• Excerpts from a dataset
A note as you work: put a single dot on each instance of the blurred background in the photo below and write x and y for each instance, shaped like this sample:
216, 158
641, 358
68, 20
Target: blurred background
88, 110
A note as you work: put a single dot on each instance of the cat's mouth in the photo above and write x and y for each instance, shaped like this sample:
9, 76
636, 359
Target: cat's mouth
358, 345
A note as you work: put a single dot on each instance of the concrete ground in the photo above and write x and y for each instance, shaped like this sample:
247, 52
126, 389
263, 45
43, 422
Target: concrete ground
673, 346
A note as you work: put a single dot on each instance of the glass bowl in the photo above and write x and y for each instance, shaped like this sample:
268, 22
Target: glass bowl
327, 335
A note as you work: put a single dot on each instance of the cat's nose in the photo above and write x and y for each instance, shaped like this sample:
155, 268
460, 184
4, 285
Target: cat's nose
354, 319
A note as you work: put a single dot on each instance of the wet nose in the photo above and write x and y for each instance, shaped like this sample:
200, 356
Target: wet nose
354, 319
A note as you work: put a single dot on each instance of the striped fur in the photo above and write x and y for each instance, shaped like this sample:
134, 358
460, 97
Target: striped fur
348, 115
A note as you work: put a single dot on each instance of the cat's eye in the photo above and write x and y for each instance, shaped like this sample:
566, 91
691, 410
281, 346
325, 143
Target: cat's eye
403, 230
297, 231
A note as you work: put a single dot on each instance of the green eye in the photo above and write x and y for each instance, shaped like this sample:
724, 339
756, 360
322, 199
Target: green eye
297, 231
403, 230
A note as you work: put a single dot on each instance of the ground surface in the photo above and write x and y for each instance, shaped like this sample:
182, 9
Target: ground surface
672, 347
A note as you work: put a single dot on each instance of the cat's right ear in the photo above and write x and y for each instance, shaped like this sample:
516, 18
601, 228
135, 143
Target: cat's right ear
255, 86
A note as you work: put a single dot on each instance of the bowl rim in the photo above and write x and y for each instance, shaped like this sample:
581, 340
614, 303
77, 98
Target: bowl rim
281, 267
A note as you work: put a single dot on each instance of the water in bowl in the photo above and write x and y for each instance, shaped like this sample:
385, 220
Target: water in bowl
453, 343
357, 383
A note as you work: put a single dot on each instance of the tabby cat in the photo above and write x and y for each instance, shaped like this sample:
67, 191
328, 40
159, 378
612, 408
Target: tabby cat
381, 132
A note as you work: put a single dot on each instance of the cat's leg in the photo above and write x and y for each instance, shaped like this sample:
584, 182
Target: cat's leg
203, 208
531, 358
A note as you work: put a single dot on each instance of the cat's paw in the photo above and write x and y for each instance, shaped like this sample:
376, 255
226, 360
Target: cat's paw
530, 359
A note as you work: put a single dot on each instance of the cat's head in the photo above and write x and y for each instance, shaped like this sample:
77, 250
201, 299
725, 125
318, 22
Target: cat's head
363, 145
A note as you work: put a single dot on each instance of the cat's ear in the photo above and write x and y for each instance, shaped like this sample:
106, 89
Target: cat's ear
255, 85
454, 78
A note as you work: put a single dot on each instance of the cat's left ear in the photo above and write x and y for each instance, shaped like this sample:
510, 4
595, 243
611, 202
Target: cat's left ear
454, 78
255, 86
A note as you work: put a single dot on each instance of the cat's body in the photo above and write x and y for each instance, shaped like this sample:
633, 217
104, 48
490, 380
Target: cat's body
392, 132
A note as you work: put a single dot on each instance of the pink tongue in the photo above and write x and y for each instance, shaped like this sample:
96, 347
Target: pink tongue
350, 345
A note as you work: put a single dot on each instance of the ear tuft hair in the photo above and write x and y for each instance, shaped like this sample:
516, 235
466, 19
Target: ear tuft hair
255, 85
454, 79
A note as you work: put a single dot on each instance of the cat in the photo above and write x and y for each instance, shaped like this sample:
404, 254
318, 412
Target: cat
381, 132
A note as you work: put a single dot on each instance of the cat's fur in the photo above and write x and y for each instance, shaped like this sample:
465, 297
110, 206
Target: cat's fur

• ASSIGNMENT
Produce a word-for-word restatement of all the records.

• EXERCISE ANSWER
A note as you work: put a single dot on each instance of the blurred background in the photo below and write x and y for each instance, shaped like this sample:
216, 158
641, 358
68, 20
Target: blurred background
88, 110
A note as you work: put a single dot on each instance of the cat's mouth in the photo above and write x and y for each instance, shaped like this sample:
9, 76
636, 359
Target: cat's mouth
358, 345
A note as you work: put a single dot on each instance of the concrete ground in the photo above and write x and y for each instance, shaped like this sample:
247, 52
126, 389
263, 45
43, 422
Target: concrete ground
673, 346
A note as you work: put a single dot on each instance of the glass bowl in the photo above and write x and y for each instance, shaped like this sample:
268, 22
Target: glass bowl
327, 335
A note as you work: put a single dot on each instance of the cat's nose in the photo above and write x and y for each instance, shaped like this sample:
155, 268
460, 184
4, 285
Target: cat's nose
354, 319
A note as you work: put a single dot on each instance of the wet nose in the photo above and write x and y for each instance, shaped like this sample:
200, 356
Target: wet nose
354, 319
A note as you work: put a single dot on each instance of the striped fur in the photo above and write x and y for each instance, shaped like this sample:
134, 358
460, 97
Target: striped fur
348, 115
A note as you work: put a single dot on each instance of the cat's eye in the photo above and write x and y for each instance, shaped like this sample:
566, 91
691, 410
281, 346
325, 143
Target: cat's eye
403, 230
297, 231
A note as you work: put a single dot on each instance of the green eye in the photo above and write x and y for each instance, shaped like this sample:
724, 339
756, 360
322, 199
Target: green eye
297, 231
403, 230
A note as you work: put a single dot on each instance of the ground surface in the photo above and write x and y for each instance, shaped like this sample:
182, 9
Target: ground surface
672, 347
A note as you work: put a single dot on each instance of the cat's right ear in the photo above and write x and y for each instance, shaped like this sample:
516, 18
601, 228
135, 143
Target: cat's right ear
255, 86
A note as you work: put a single dot on each instance of the bowl rim in the photo above and write x and y for each instance, shaped like this sample:
581, 340
614, 303
77, 98
Target: bowl rim
281, 267
A note as you work: put a single dot on each instance of the water in bowl in the photo above and write x and y for each instance, shaped like this sample:
385, 220
Target: water in bowl
453, 343
357, 383
A note as you work: put a single dot on each instance of the tabby cat in the photo above and write x and y for each instance, shaped like this sample:
67, 191
328, 40
159, 378
612, 408
Target: tabby cat
381, 132
A note as you work: put a single dot on each instance of the cat's leg in the photo above and write x and y for each instance, shaped like this sample:
584, 182
Target: cat's leg
203, 208
531, 358
A note as you work: put a single dot on each instance of the cat's paw in the photo above and write x and y for each instance, shaped like this sample:
376, 255
226, 360
Target: cat's paw
530, 359
A note as you work: put a single dot on each instance of the cat's head in the photo above and write x and y for each instance, shaped like this sample:
77, 250
201, 299
725, 125
318, 22
Target: cat's head
363, 145
A note as you work: put a single dot on each instance of the cat's ear in the photo above and write x and y for each instance, shaped like this sample:
106, 89
Target: cat's ear
255, 85
454, 78
A note as you work: put a single dot on each instance of the cat's left ear in the photo above and write x and y for each instance, shaped like this sample:
510, 4
595, 243
611, 202
Target: cat's left ear
454, 78
255, 86
A note as you work: put a single dot on each instance of the cat's body in the photo above and write x and y for each instance, shaped like this sample:
633, 217
104, 48
490, 380
Target: cat's body
392, 132
A note as you work: put a single dot on each instance of the pink tongue in the photo above and write x and y for each instance, shaped like this sample:
96, 347
Target: pink tongue
350, 345
A note as you work: put a single dot on each instance of the ear tuft hair in the photo above and write x and y for each instance, shaped like this sample:
516, 235
466, 19
Target: ear tuft hair
255, 85
454, 79
A note as you work: put a single dot on each instance of the cat in the photo above and write x and y for each instance, shaped like this sample:
404, 254
318, 412
Target: cat
381, 132
A note as you work: put a single dot on each instance of the cat's fur in the photo above and write x and y for each instance, shaped like this sample:
465, 297
110, 206
Target: cat's fur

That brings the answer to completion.